DIRECTIVES:
A) In the thread on sed replacements in binary files, why is bbe recommended over the hexdump approach? Answer in one to three sentences.
B) In the thread on sed replacements in binary files, at which hex code does the asker want the saved part of the file to end?
C) Reproduce the part of the thread on sed replacements in binary files from "hexdump -ve '1/1" up to and including "files than hexdumping/reconstructing.".

Reputation: 3619
I was attempting to do a sed
replacement in a binary file however I am beginning to believe that is not possible. Essentially what I wanted to do was similar to the following:
sed -bi "s/\(\xFF\xD8[[:xdigit:]]\{1,\}\xFF\xD9\)/\1/" file.jpg
The logic I wish to achieve is: scan through a binary file until the hex code FFD8
, continue reading until FFD9
, and only save what was between them (discards the junk before and after, but include FFD8
and FFD9
as the saved part of the file)
Is there a good way to do this? Even if not using sed
?
EDIT: I just was playing around and found the cleanest way to do it IMO. I am aware that this grep statement will act greedy.
hexdump -ve '1/1 "%.2x"' dirty.jpg | grep -o "ffd8.*ffd9" | xxd -r -p > clean.jpg
Upvotes: 35
Views: 48064
Reputation: 133
Old question, but,
xxd infile | sed 's/xxxx xxxx/yyyy yyyy/' | xxd -r > outfile
is probably the simplest and most reliable solution. Similar to the edit in the OP.
Upvotes: 9
Reputation: 7407
bbe is a "sed for binary files", and should work more efficiently for large binary files than hexdumping/reconstructing.
An example of its use:
$ bbe -e 's/original/replaced/' infile > outfile
Further information on the man page.
Upvotes: 53
Reputation: 129549
Also, this Perl might work (not tested, caveat emptor)... if Python is not installed :)
open(FILE, "file.jpg") || die "no open $!\n";
while (read(FILE, $buff, 8 * 2**10)) {
$content .= $buff;
}
@matches = ($content =~ /(\xFF\xD8[:xdigit:]+?\xFF\xD9)/g;
print STDOUT join("", @matches);
You need to add binmode(FILE); binmode(STDOUT);
on DOS or VMS after the open()
call - not needed on Unix.

INFORMATION PROVIDED:

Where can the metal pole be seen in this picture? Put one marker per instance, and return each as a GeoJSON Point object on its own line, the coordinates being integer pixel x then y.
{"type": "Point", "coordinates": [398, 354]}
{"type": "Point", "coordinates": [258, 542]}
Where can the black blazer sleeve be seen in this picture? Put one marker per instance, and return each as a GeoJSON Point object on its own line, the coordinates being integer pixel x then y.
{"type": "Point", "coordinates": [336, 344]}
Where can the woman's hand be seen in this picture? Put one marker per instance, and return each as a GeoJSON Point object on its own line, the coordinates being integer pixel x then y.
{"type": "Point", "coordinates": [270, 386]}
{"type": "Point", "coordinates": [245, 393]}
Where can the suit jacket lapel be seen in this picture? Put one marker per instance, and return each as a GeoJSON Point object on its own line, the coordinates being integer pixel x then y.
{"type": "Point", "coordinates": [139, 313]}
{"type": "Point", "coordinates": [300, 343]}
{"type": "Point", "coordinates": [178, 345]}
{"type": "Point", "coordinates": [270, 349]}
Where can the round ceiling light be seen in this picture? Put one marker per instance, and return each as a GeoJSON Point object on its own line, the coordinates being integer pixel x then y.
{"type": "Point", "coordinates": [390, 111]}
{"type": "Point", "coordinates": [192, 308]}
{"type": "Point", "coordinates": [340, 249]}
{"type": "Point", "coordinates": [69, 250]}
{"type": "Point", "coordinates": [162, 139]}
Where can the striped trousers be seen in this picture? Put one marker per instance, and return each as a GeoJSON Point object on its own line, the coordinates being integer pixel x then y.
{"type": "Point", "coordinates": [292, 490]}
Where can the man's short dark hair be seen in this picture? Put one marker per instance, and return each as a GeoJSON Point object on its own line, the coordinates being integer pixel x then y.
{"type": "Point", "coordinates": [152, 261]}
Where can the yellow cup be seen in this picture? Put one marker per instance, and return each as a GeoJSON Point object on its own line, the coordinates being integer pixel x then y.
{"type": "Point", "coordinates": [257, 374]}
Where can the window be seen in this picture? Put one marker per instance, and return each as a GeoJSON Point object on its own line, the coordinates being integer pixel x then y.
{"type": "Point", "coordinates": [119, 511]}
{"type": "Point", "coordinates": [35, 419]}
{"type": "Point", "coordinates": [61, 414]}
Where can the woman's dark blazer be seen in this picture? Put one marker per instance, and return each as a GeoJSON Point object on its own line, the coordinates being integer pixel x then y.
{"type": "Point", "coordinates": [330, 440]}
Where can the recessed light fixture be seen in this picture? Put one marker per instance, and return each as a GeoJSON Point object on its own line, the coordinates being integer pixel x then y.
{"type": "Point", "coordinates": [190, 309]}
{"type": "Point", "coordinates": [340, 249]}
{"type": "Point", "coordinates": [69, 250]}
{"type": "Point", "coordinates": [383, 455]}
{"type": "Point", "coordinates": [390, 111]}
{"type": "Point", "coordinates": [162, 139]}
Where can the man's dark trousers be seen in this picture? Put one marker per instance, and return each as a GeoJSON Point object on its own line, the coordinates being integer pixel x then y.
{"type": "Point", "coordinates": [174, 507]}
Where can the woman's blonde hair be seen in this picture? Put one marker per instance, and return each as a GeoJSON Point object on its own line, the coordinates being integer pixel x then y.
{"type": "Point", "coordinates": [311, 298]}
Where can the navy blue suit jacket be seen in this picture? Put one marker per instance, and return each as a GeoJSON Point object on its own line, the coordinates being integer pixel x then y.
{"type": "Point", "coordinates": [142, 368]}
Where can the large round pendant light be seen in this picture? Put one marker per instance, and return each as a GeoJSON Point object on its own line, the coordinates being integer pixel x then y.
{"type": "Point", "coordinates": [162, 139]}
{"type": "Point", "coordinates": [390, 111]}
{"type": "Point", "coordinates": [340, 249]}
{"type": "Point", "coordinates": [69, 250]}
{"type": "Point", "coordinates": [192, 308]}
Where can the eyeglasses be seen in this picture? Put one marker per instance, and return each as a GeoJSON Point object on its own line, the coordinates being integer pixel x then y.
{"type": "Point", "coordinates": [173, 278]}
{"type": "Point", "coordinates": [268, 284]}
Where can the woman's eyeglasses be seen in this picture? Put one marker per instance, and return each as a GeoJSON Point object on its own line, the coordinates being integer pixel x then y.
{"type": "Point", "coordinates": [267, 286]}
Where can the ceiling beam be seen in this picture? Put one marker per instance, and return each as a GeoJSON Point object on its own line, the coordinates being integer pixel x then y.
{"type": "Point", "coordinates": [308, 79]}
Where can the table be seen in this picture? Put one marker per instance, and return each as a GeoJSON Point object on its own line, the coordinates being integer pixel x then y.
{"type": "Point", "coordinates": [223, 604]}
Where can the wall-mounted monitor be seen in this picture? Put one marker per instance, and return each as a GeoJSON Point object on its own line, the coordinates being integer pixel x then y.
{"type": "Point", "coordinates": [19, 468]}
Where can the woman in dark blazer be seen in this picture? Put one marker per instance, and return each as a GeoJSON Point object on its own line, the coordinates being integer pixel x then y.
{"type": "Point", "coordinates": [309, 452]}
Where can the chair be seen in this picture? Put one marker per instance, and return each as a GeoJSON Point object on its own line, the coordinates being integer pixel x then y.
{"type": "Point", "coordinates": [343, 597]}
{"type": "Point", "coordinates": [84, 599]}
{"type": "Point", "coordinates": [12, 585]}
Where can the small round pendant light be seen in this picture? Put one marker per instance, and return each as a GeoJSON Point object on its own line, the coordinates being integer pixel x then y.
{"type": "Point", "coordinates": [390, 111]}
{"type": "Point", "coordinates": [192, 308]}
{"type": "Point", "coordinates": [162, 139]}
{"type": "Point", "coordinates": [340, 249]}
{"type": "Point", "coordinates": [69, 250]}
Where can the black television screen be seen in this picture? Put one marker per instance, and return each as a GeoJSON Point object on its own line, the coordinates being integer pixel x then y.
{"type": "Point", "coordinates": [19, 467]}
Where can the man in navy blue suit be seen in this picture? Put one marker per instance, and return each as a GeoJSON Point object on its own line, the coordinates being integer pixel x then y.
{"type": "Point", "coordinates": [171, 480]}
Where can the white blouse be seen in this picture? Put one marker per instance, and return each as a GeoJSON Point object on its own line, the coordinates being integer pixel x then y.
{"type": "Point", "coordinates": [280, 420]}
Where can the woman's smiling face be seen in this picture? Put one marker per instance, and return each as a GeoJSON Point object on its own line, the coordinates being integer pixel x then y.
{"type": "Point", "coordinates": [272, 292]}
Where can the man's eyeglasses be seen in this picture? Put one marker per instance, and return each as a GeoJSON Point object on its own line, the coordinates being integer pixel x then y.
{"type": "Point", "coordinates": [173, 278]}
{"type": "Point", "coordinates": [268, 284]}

ANSWERS IN ORDER:
A) bbe is described as a "sed for binary files." It should work more efficiently on large binary files than dumping them to hex and reconstructing them.

B) FFD9

C)
hexdump -ve '1/1 "%.2x"' dirty.jpg | grep -o "ffd8.*ffd9" | xxd -r -p > clean.jpg
Upvotes: 35
Views: 48064
Reputation: 133
Old question, but,
xxd infile | sed 's/xxxx xxxx/yyyy yyyy/' | xxd -r > outfile
is probably the simplest and most reliable solution. Similar to the edit in the OP.
Upvotes: 9
Reputation: 7407
bbe is a "sed for binary files", and should work more efficiently for large binary files than hexdumping/reconstructing.